From the entries that follow, copy each line in which "hillside" appears.

___ DATA FOR THIS EXERCISE ___

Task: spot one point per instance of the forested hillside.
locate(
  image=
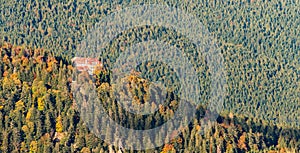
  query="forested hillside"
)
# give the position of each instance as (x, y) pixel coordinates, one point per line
(259, 41)
(38, 114)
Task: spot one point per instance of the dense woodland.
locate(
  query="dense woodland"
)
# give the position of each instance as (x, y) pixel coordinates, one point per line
(258, 39)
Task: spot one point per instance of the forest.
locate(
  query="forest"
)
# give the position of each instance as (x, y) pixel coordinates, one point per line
(258, 40)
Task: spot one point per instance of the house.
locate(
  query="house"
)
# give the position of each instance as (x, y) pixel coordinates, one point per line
(86, 64)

___

• [RESPONSE TO THE TASK]:
Task: spot one point per instance of the forested hillside.
  query="forested hillside"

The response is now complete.